### DESCRIPTION OF THE TASK
Reproduce the entries below word for word, omitting the pictures from your copy.

Dataset excerpt
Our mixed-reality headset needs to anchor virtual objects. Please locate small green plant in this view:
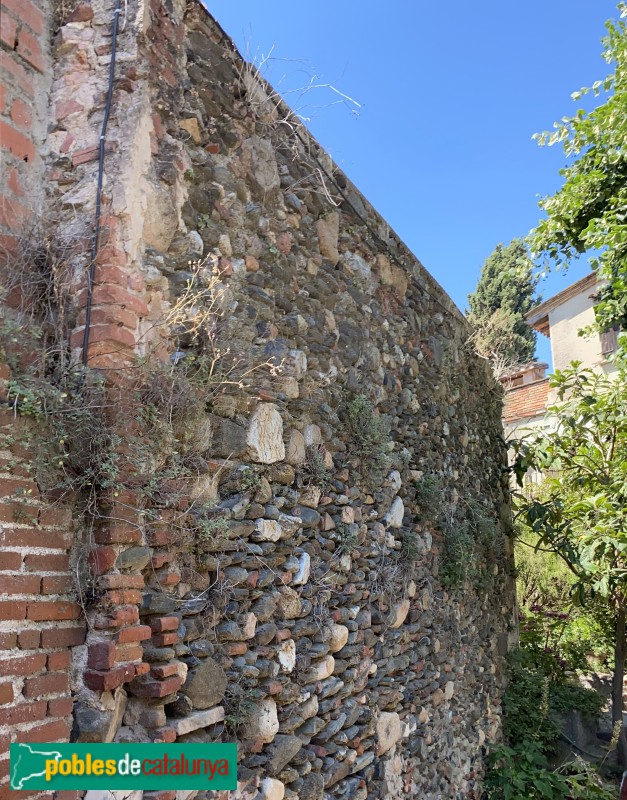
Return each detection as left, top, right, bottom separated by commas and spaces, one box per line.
485, 741, 616, 800
237, 467, 261, 494
485, 648, 618, 800
299, 444, 333, 492
503, 648, 603, 755
414, 475, 442, 522
335, 522, 359, 556
223, 681, 264, 741
342, 394, 392, 486
439, 498, 504, 592
400, 531, 422, 568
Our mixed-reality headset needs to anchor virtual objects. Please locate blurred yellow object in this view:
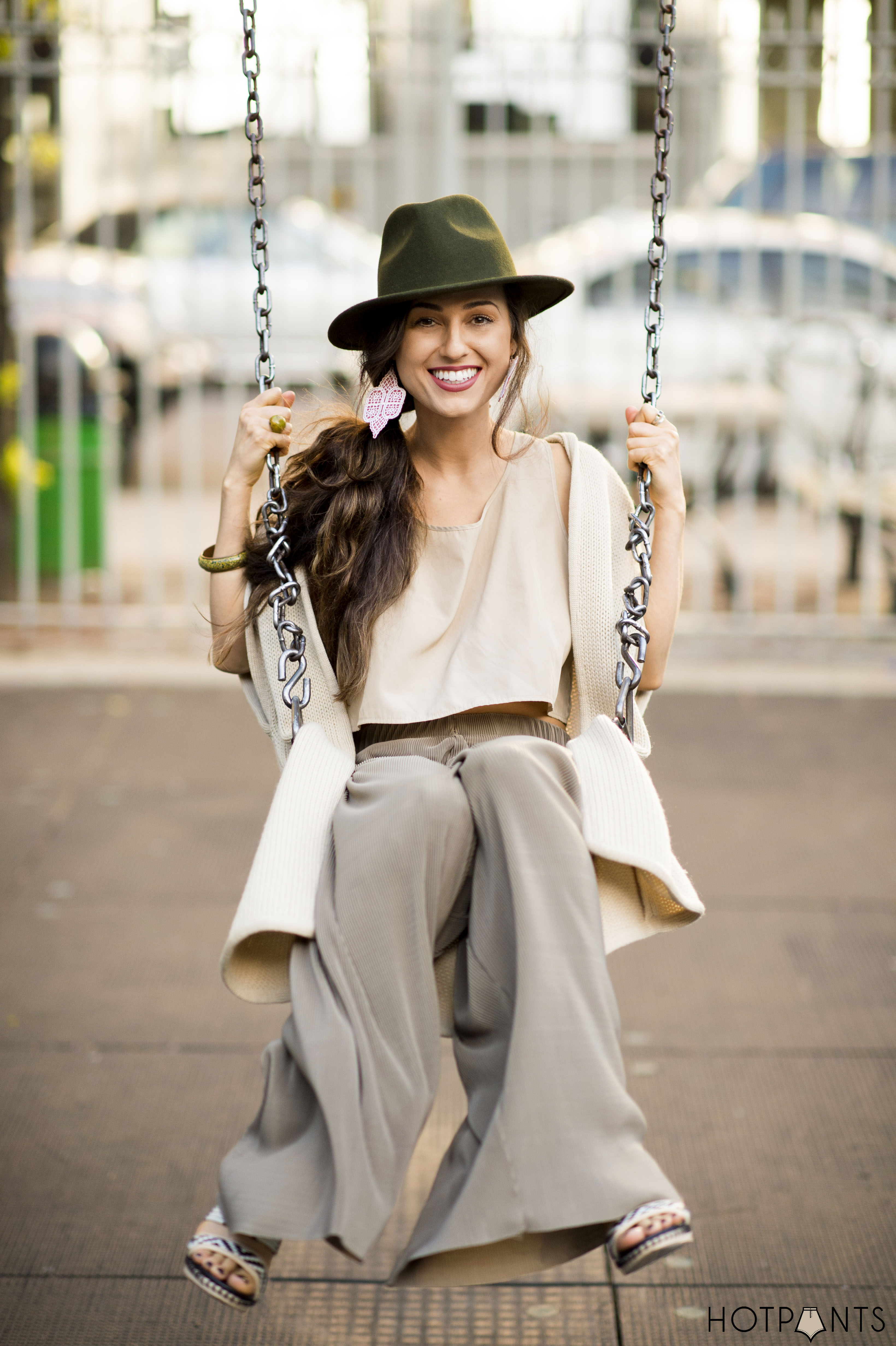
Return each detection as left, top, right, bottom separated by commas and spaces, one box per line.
0, 359, 19, 406
1, 131, 62, 178
0, 439, 57, 491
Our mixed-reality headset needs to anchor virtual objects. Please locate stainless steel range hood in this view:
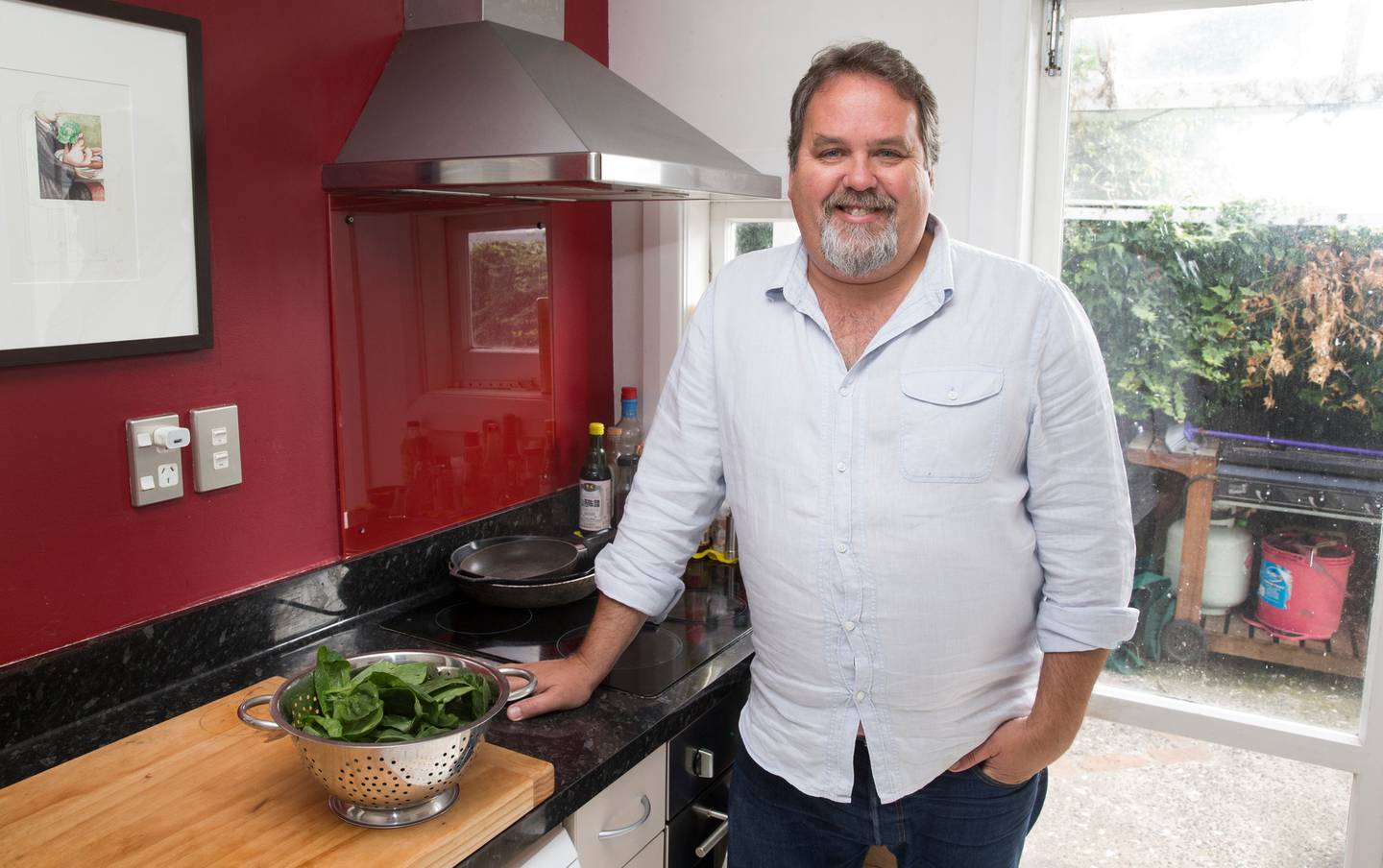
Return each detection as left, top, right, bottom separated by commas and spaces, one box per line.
323, 0, 782, 201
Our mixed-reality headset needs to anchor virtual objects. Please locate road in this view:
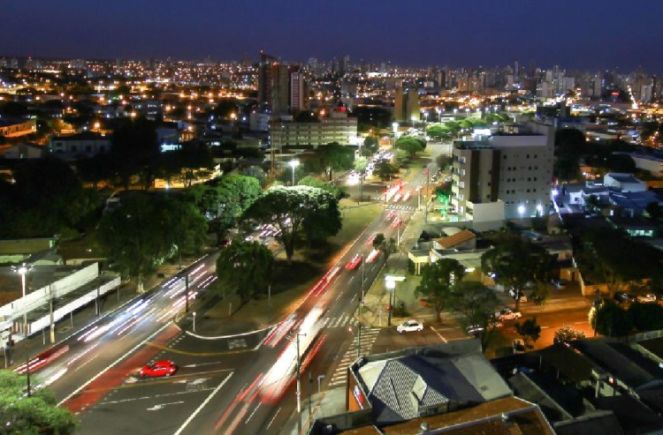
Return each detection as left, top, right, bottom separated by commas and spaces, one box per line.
65, 176, 440, 434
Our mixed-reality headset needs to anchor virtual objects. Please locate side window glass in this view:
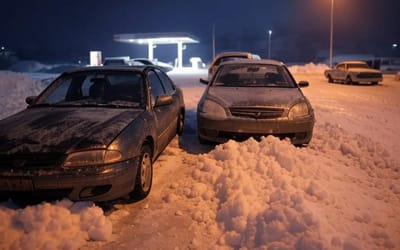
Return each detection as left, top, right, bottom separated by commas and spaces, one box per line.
156, 70, 175, 94
148, 71, 165, 106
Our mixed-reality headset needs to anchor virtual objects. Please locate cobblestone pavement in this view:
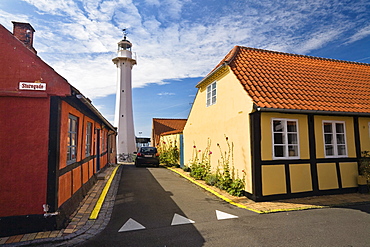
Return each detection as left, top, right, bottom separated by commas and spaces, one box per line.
0, 164, 370, 246
168, 168, 370, 214
0, 165, 121, 246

### RESPONSE BELOW
Our mixed-reality headset needs to anchor virtual objects. Please locate small green plant in this view:
Return each detection as left, top, right, bottom separated by commas and spaces, one box per line.
485, 741, 616, 800
237, 467, 261, 494
485, 648, 618, 800
299, 444, 333, 492
503, 648, 603, 755
414, 475, 442, 522
335, 522, 359, 556
223, 681, 264, 741
342, 394, 392, 486
439, 498, 504, 592
400, 531, 422, 568
Our mixed-reality headset needs to anchor virtual objects. Please locate blurred yellow object in this view:
Return each detection as left, top, right, bottom separated by commas and spaces, one box per line.
0, 359, 19, 406
1, 131, 62, 178
0, 439, 57, 491
Our mixed-reality headset needs to anchor virtual objects. Please locate stainless steel range hood in this view:
Return each detection as left, top, right, bottom separated by commas and spaces, one box per line.
323, 0, 782, 201
Our mixed-reality headset needs to anchor virtual objects. Please locate road in this view:
Return each detection as left, top, right, bottom separated by commas and spaces, one box per line.
65, 176, 440, 434
Our mixed-reality headset needs to anchor virtual objects. Please locate side window glass in this view:
Return each detection as left, top, right, bottom separated by commas and spaces, one box per line.
156, 70, 175, 94
148, 71, 165, 106
Our mixed-reality headset needs to anchor virtual objects. Please locate cobblestone pavement in this view:
Return each detection as left, top, right, bottom separated by commas and spaces, one box per line.
0, 164, 370, 246
168, 168, 370, 214
0, 165, 121, 246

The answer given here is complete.